WORK TO COMPLETE: Reproduce each of the following records line for line, changing nothing.

* Begin PROVIDED INFORMATION *

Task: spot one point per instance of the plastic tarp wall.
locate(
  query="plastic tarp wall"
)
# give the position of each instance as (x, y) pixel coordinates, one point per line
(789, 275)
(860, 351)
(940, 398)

* End PROVIDED INFORMATION *

RESULT OF THE TASK:
Task: spot one point per instance of the plastic tarp wall.
locate(
  query="plastic tarp wall"
)
# give the position of each instance as (x, y) pixel coordinates, one point per line
(789, 275)
(860, 351)
(940, 398)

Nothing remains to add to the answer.